> [Task data]
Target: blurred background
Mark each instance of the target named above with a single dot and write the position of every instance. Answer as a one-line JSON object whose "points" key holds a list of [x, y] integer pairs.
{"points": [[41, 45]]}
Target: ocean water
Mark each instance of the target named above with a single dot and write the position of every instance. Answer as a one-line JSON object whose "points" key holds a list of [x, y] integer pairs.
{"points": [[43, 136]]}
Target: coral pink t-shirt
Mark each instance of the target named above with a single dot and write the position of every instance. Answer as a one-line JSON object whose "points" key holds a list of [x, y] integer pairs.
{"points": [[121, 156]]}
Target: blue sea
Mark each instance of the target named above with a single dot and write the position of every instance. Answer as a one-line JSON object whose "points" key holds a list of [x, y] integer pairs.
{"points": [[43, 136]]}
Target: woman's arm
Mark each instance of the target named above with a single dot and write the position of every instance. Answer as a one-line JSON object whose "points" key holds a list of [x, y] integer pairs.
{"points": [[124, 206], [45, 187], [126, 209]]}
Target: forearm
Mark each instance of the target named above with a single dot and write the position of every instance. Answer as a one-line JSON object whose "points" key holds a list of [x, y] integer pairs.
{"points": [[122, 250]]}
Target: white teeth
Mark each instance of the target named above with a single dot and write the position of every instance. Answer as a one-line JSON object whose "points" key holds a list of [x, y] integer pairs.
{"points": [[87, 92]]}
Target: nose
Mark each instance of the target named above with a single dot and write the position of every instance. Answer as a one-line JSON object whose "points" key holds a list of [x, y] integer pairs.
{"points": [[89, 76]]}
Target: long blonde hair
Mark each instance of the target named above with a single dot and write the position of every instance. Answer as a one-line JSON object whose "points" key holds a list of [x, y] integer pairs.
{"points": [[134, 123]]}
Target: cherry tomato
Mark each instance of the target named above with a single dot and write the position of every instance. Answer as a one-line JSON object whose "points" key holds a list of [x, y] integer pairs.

> [Task to carry out]
Rewrite all the entries above, changing every "single dot" to "small marker" and keeping everything else the same.

> [Answer below]
Target: blurred background
Mark each instance of the target named above with a small marker and write the position of every instance. Answer as a one-line JSON object whose "points" key holds a list of [x, y] integer pairs.
{"points": [[41, 45]]}
Target: ocean water
Mark each instance of the target named above with a small marker and write the position of every instance. Answer as a one-line JSON object whose "points" key holds a list of [x, y] integer pairs.
{"points": [[43, 136]]}
Target: coral pink t-shirt
Mark each instance of the target named above with a small marker and write the position of every instance. Answer as a one-line JSON object whose "points" key holds a list of [x, y] integer pairs.
{"points": [[121, 156]]}
Target: blue sea
Mark each instance of the target named above with a small marker and write the position of every instance. Answer as a one-line JSON object whose "points" key holds a list of [x, y] integer pairs.
{"points": [[43, 136]]}
Target: woman's arm
Mark each instance of the target named above with a small marker and write the position of every instance. Answer as a one-line JSON object whose "points" key holds a list of [x, y] integer pairs.
{"points": [[124, 206], [45, 187], [126, 209]]}
Target: forearm
Mark each instance of the target named above with a small marker and write the position of every instance. Answer as a one-line JSON object whose "points" key holds a list of [x, y] integer pairs.
{"points": [[122, 250]]}
Target: white teeth
Mark each instance of the target named above with a small marker and write the position of every instance. Answer as a one-line JSON object whose "points" key holds a list of [x, y] integer pairs.
{"points": [[87, 92]]}
Target: nose
Mark each instance of the target named above with a small marker and write the position of every instance. Answer as a one-line JSON object whose "points" key holds a list of [x, y] integer pairs.
{"points": [[89, 76]]}
Target: long blonde hair
Mark each instance of the target named above with a small marker and write the position of every instance. Answer as a one-line JSON object whose "points" key holds a list of [x, y] integer pairs.
{"points": [[134, 123]]}
Target: cherry tomato
Mark each instance of the target named above with a small marker and write the position of every instance. Answer as a one-line JSON object whose "points" key holds a list of [x, y] integer pairs.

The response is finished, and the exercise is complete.